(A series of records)
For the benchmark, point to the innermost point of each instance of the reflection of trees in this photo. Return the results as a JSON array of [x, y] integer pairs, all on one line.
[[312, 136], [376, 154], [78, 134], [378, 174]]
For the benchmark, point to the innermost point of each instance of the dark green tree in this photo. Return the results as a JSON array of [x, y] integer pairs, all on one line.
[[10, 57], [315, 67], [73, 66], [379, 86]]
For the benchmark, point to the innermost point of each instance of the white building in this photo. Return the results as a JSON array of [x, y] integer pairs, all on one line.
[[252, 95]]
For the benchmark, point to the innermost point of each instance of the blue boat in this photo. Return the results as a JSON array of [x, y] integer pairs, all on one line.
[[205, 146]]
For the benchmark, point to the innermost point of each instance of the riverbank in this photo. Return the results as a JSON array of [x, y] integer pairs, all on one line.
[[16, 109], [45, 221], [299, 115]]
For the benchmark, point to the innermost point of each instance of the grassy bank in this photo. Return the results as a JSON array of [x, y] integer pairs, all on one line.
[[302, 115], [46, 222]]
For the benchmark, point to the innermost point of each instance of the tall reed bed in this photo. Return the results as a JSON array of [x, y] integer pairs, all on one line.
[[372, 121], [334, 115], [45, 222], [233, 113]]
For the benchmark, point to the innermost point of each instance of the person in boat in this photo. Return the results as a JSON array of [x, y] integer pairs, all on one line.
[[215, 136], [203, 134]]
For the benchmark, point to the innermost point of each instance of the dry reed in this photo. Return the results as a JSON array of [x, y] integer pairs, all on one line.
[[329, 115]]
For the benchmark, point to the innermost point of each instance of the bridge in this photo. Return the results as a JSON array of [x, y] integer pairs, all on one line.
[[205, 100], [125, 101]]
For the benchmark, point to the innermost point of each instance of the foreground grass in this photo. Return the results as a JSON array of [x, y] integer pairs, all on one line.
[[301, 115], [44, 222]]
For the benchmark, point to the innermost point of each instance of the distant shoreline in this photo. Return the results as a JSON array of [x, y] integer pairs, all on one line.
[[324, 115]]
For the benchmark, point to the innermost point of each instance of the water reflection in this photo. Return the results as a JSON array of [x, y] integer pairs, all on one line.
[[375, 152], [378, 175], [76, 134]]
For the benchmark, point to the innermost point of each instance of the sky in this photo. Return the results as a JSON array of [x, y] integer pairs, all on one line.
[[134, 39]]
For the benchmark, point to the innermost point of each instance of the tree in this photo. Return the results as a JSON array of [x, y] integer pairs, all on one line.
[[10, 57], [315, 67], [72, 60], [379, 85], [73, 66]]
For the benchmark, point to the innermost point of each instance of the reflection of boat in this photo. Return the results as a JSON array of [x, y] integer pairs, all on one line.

__TASK INSTRUCTIONS__: Write out the data again, starting with the line that contains "of the riverbank" and going on through the line that contains "[[302, 115], [46, 222]]", keeping every line and shifting each coordinate in the answers up by 36.

__EXERCISE RESULT__:
For the benchmark, point to the innermost point of each instance of the riverbank in this photo. Return the results as a JSON array of [x, y] integer pairs, all on one line.
[[52, 145], [81, 257], [335, 151]]
For the benchmark, point to the innermost point of each instance of the grassy bank in this photo. Return the results as a JSON array of [x, y] integer pairs, all on one line.
[[338, 151], [82, 258]]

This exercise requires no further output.